→ **EXERCISE DESCRIPTION**
Transcribe each of the records below exactly, excluding all pictures.

=== INFORMATION SUPPLIED ===

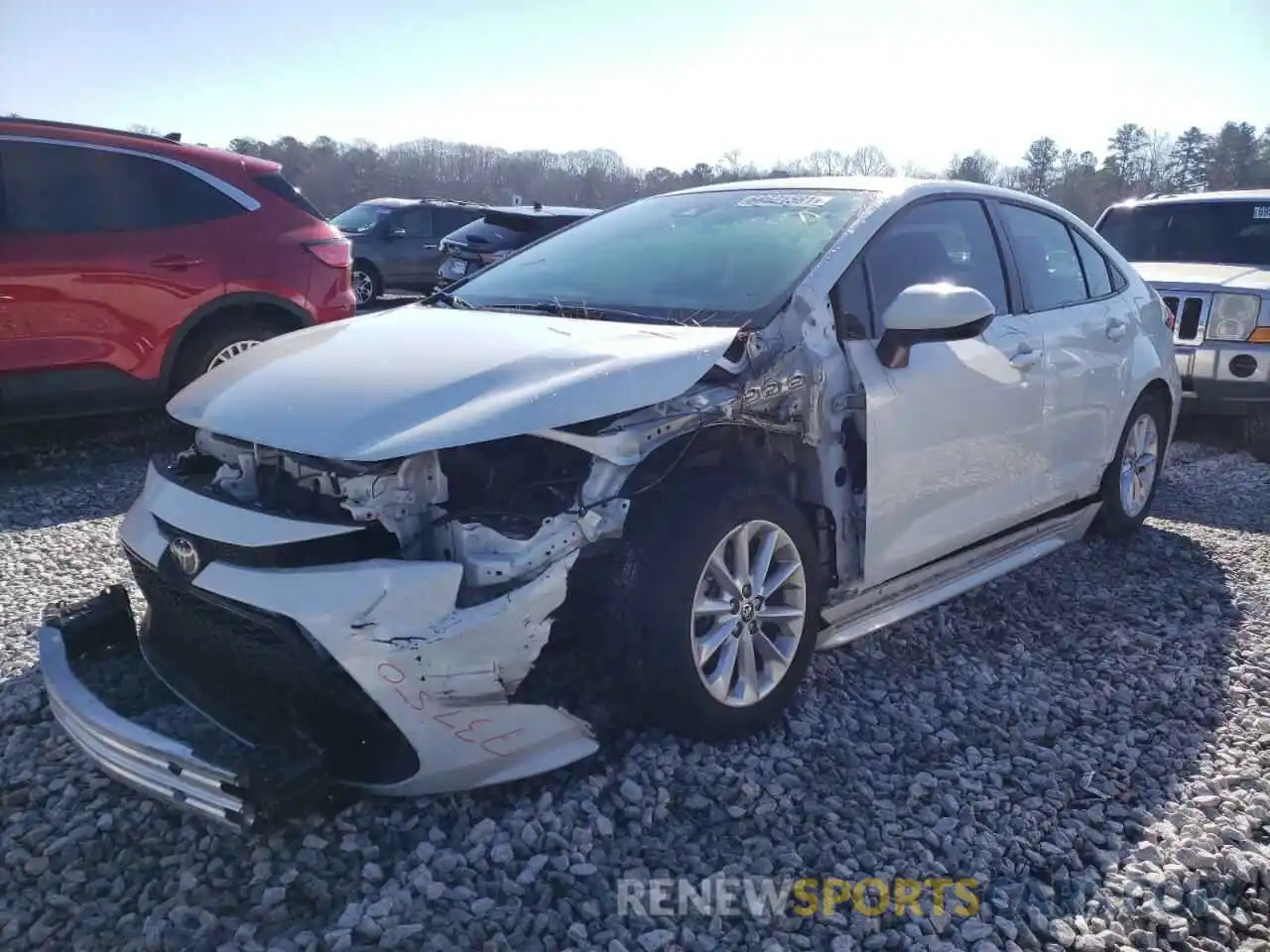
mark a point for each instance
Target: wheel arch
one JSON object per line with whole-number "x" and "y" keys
{"x": 774, "y": 458}
{"x": 289, "y": 313}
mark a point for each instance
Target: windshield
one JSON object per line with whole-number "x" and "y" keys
{"x": 1193, "y": 232}
{"x": 722, "y": 258}
{"x": 359, "y": 218}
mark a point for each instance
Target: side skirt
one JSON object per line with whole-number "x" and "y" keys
{"x": 928, "y": 587}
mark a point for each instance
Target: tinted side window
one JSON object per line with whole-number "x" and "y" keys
{"x": 49, "y": 189}
{"x": 851, "y": 303}
{"x": 417, "y": 222}
{"x": 68, "y": 189}
{"x": 949, "y": 240}
{"x": 1048, "y": 263}
{"x": 1097, "y": 275}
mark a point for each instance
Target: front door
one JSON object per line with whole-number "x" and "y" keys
{"x": 953, "y": 439}
{"x": 411, "y": 252}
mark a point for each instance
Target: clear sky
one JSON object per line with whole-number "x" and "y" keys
{"x": 661, "y": 81}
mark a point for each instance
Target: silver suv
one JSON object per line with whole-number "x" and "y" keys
{"x": 1207, "y": 255}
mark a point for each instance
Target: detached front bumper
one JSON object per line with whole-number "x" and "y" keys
{"x": 361, "y": 675}
{"x": 1224, "y": 379}
{"x": 229, "y": 782}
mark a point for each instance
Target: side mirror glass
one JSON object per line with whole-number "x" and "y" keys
{"x": 931, "y": 312}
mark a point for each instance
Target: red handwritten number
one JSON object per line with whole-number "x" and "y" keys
{"x": 393, "y": 675}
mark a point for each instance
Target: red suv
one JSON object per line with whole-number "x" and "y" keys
{"x": 131, "y": 264}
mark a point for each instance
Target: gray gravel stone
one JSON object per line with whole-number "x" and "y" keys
{"x": 1083, "y": 738}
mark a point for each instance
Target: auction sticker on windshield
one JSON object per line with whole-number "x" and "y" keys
{"x": 784, "y": 200}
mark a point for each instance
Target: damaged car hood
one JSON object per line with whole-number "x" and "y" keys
{"x": 402, "y": 382}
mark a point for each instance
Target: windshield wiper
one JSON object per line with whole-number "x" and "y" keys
{"x": 448, "y": 299}
{"x": 562, "y": 309}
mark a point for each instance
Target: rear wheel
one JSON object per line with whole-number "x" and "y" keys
{"x": 717, "y": 608}
{"x": 1132, "y": 480}
{"x": 218, "y": 344}
{"x": 367, "y": 285}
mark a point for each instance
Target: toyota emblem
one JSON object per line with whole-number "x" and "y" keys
{"x": 185, "y": 553}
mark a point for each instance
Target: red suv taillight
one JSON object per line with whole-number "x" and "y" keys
{"x": 338, "y": 253}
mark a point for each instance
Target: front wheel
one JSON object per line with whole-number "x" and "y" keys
{"x": 717, "y": 608}
{"x": 1132, "y": 480}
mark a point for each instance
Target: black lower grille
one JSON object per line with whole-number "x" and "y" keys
{"x": 262, "y": 676}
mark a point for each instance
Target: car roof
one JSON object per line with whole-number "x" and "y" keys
{"x": 1248, "y": 194}
{"x": 530, "y": 211}
{"x": 168, "y": 146}
{"x": 389, "y": 202}
{"x": 885, "y": 185}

===

→ **THE OUTPUT**
mark a point for each instance
Target: wheel arch
one JSON object per line with whole-number "x" and "y" keys
{"x": 774, "y": 458}
{"x": 289, "y": 313}
mark a point for each instance
Target: windshield
one JSON object per line with whole-number "x" and "y" keys
{"x": 1193, "y": 232}
{"x": 722, "y": 258}
{"x": 359, "y": 218}
mark a point for each instance
Target: side skirt
one JSON object per line with whole-number "x" and "y" keys
{"x": 928, "y": 587}
mark a point for each instance
Target: tinted side window
one JSON object per line with whole-number "x" and "y" keys
{"x": 49, "y": 189}
{"x": 851, "y": 303}
{"x": 417, "y": 222}
{"x": 68, "y": 189}
{"x": 949, "y": 240}
{"x": 1048, "y": 263}
{"x": 1097, "y": 275}
mark a point for each instance
Target: front door
one JSON object per line with whole-number "x" and "y" keys
{"x": 953, "y": 439}
{"x": 411, "y": 252}
mark a point for each instance
Target: clear sky
one JSON object per line with whole-number "x" and "y" keys
{"x": 661, "y": 81}
mark a point for each instance
Target: silver suv
one JSON object per line with whole-number "x" and "y" keys
{"x": 1207, "y": 255}
mark a point for each instance
Target: detached front bumper
one JSON object per line with whole-number "x" and "y" keys
{"x": 361, "y": 675}
{"x": 1224, "y": 379}
{"x": 229, "y": 782}
mark a point for each instance
Target: side mirror glass
one JSON object per line with whole-number "x" and "y" keys
{"x": 931, "y": 312}
mark a point for each instance
Target: red handwritten number
one JSON object per line with whole-number "x" and "y" keys
{"x": 393, "y": 675}
mark a point for each instance
Target: red suv
one JSON object per line with whole-number "x" and "y" keys
{"x": 131, "y": 264}
mark a point for each instance
Target: gray gravel stone
one JSON object per line with whole-number "x" and "y" keys
{"x": 1083, "y": 738}
mark a point for each instance
Target: auction sticker on windshield
one JSON object per line with whole-number "x" and "y" keys
{"x": 784, "y": 200}
mark a point for each instance
Target: damaged car hood
one JSON object per line with whole-number "x" and "y" keys
{"x": 402, "y": 382}
mark a point for each instance
Target: windshield wiper
one JSON object per line with whole-number "x" and "y" keys
{"x": 448, "y": 299}
{"x": 562, "y": 309}
mark a point for each instance
Target: rear wheel
one JSON object per line with whole-number "x" and "y" keys
{"x": 717, "y": 608}
{"x": 1132, "y": 480}
{"x": 218, "y": 344}
{"x": 367, "y": 285}
mark a point for each instance
Target: toyota emblem
one JSON object per line with whole-number "x" and "y" keys
{"x": 185, "y": 553}
mark a point for each instance
Target: red suv taillight
one JSON object per line with whole-number "x" and "y" keys
{"x": 338, "y": 253}
mark a point for each instance
Target: front wheel
one JSON object per line with whole-number "x" and "y" keys
{"x": 717, "y": 608}
{"x": 1132, "y": 480}
mark a point for each instance
Target: black lower grille
one JSON object per line with whole-number "x" and "y" keys
{"x": 262, "y": 676}
mark a point for each instance
Target: car roof
one JSON object per line with whole-number "x" and "y" keys
{"x": 1248, "y": 194}
{"x": 530, "y": 211}
{"x": 168, "y": 146}
{"x": 389, "y": 202}
{"x": 885, "y": 185}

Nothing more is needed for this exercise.